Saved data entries
◇ ◇ ◇
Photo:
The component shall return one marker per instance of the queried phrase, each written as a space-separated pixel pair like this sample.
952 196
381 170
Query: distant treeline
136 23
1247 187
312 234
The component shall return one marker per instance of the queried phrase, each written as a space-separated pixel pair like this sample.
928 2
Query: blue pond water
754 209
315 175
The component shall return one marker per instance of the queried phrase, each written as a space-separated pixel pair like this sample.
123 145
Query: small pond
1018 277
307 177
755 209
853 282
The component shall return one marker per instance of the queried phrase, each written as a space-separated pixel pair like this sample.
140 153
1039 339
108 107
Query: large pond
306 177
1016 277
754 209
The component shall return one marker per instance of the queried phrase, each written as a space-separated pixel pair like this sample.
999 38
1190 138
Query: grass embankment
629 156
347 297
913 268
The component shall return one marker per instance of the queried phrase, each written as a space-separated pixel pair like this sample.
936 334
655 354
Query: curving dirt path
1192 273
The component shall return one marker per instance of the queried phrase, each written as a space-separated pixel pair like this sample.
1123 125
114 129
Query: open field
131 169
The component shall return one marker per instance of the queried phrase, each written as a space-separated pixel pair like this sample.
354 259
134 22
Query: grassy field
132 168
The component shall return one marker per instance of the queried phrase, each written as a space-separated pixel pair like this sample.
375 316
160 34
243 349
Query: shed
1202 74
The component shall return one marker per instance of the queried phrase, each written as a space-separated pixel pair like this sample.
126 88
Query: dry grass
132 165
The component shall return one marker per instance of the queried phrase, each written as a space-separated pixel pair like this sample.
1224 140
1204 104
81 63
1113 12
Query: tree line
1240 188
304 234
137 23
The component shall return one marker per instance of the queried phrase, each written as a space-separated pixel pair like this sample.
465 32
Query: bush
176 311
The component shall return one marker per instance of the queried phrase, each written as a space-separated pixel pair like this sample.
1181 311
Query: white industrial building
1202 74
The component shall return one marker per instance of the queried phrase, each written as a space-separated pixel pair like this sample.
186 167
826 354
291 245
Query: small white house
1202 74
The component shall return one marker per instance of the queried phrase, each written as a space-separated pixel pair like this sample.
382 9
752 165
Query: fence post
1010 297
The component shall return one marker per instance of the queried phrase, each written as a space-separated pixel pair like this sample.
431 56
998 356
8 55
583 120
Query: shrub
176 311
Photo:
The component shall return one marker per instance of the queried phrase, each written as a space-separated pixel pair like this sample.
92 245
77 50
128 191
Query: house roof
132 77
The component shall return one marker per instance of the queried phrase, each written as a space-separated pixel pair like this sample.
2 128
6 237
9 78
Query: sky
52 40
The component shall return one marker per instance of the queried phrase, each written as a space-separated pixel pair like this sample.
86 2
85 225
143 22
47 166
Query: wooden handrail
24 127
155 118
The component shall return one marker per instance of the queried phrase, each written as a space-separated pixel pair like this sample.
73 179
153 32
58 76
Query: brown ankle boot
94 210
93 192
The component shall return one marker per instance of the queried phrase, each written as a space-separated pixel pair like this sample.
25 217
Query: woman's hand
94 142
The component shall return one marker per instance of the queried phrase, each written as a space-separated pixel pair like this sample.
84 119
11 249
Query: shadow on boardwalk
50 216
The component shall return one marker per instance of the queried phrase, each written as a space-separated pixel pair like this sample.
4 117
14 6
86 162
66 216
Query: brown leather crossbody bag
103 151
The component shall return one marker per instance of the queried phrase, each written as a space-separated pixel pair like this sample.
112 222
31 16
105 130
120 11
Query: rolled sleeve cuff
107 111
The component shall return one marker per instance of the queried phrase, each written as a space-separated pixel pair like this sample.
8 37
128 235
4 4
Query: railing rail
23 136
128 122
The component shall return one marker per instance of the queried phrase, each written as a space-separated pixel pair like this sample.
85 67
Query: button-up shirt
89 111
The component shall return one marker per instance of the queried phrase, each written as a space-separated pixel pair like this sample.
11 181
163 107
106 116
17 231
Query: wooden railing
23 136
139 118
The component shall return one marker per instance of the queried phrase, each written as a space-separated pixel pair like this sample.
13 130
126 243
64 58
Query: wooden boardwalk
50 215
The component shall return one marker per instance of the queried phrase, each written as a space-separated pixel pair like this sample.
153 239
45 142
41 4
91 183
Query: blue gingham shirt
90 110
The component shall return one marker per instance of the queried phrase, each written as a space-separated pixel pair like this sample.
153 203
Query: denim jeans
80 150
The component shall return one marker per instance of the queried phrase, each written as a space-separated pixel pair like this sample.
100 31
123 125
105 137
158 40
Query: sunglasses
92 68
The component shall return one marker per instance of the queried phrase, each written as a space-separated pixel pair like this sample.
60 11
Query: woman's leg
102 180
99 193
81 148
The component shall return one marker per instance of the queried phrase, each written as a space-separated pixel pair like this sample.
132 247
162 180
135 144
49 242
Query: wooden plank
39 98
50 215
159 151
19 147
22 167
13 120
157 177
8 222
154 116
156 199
◇ ◇ ◇
Each entry shown above is to be duplicated exactly.

Photo:
The component shall return one marker per instance of the queried phrase, each written as a space-separated pixel pair like this sample.
952 196
381 170
Query: distant treeline
136 23
1247 187
312 234
The component shall return one marker per instance of the queried phrase, each written as a space-separated pixel pair like this sample.
928 2
Query: blue pond water
754 209
315 175
The component shall return one marker per instance of the queried phrase, each written as a space-separated pixel pair like this sample.
123 145
Query: small pond
1018 277
307 177
755 209
853 282
The component shall return one marker per instance of the queried phrase, each written as a space-separated pixel pair like this sample.
140 153
1039 339
108 107
Query: large pond
306 177
1016 277
754 209
The component shall return one marker per instance of the queried phrase, each written as a space-separated pixel pair like this sample.
999 38
1190 138
Query: grass embankment
629 156
347 297
913 268
The component shall return one marker per instance of the queried phrase, each written as a space-separated pixel pair like this sample.
936 334
655 354
Query: curving dirt path
1192 273
The component shall return one marker per instance of the queried phrase, each written as a space-separated pixel pair like this sample.
1123 125
114 129
Query: open field
131 169
The component shall return one marker per instance of the queried phrase, each written as a space-separated pixel pair like this sample.
354 259
134 22
Query: grassy field
132 168
The component shall return one marker per instance of the queried phrase, each written as a space-separated pixel pair like this sample.
375 316
160 34
243 349
Query: shed
1202 74
The component shall return one marker per instance of the queried phrase, each written as a space-separated pixel pair like this sample.
126 88
Query: dry grass
132 165
The component shall return one marker per instance of the queried phrase, each written as a space-separated pixel pair like this sample.
1224 140
1204 104
81 63
1113 12
Query: tree line
1240 188
304 234
137 23
The component shall return one marker per instance of the queried phrase, each written as a space-separated pixel pair like this sample.
465 32
Query: bush
176 311
The component shall return one marker per instance of the queried phrase, each written as a space-separated pixel pair like this sample.
1181 311
Query: white industrial building
1202 74
The component shall return one marker per instance of the queried phrase, each written as a space-separated pixel pair like this sample.
186 167
826 354
291 245
Query: small white house
1202 74
The component shall return one marker per instance of the queried phrase, each written as a space-separated pixel pair like this sample.
382 9
752 165
Query: fence post
1010 297
The component shall return one marker per instance of the queried phrase, each written as a space-separated pixel pair like this sample.
431 56
998 356
8 55
583 120
Query: shrub
176 311
Photo:
The component shall return one marker per instance of the queried phrase, each written as a space-separated pixel pair like this sample.
92 245
77 50
128 191
Query: house roof
132 77
The component shall return one marker per instance of the queried phrase, each written as a space-separated pixel pair like this sample.
2 128
6 237
9 78
Query: sky
52 40
The component shall return one marker per instance of the queried phrase, each written as a space-separated pixel pair like this sample.
86 2
85 225
143 22
47 166
Query: wooden handrail
24 127
155 118
The component shall return one marker per instance of the queried phrase, each written as a space-separated pixel pair like this sample.
73 179
153 32
58 76
Query: brown ankle boot
94 210
93 192
The component shall return one marker per instance of the queried phrase, each written as a space-separated pixel pair like this sample.
25 217
Query: woman's hand
94 142
The component shall return one marker per instance of the queried phrase, each written as a space-separated pixel pair like this sample.
84 119
11 249
Query: shadow on boardwalk
50 216
The component shall return one marker per instance of the queried phrase, each written as a space-separated pixel pair like this sample.
4 117
14 6
86 162
66 216
Query: brown leather crossbody bag
103 151
The component shall return one marker per instance of the queried phrase, each written as a space-separated pixel pair like this sample.
112 222
31 16
105 130
120 11
Query: rolled sleeve cuff
107 111
The component shall return one marker per instance of the queried phrase, each written as a space-separated pixel pair like this sample.
8 37
128 235
4 4
Query: railing rail
23 136
128 122
The component shall return one marker per instance of the queried phrase, each written as a space-separated pixel pair like this sample.
85 67
Query: button-up shirt
89 111
The component shall return one marker per instance of the queried phrase, each written as a space-separated pixel pair like this sample.
11 181
163 107
106 116
17 231
Query: wooden railing
23 136
139 118
The component shall return one marker per instance of the queried phrase, each written as a space-separated pixel pair like this sample.
13 130
126 243
64 58
Query: wooden boardwalk
50 215
The component shall return one marker per instance of the queried phrase, each written as a space-separated pixel pair like this sample.
153 239
45 142
41 4
91 183
Query: blue gingham shirt
90 110
The component shall return one marker per instance of the queried phrase, each written as a space-separated pixel pair like this sample.
153 203
Query: denim jeans
80 150
The component shall return one marker per instance of the queried phrase, each written as a space-separated pixel pair like this sample.
100 31
123 125
105 137
158 40
Query: sunglasses
92 68
The component shall return one marker per instance of the queried phrase, each written as a space-separated pixel pair like this sample.
60 11
Query: woman's leg
102 180
99 193
81 148
The component shall return one marker per instance of the queried phrase, each written as a space-separated pixel pair like this sample.
132 247
162 180
135 144
49 242
Query: wooden plank
39 98
50 215
159 151
19 147
22 167
13 120
157 177
8 222
154 116
156 199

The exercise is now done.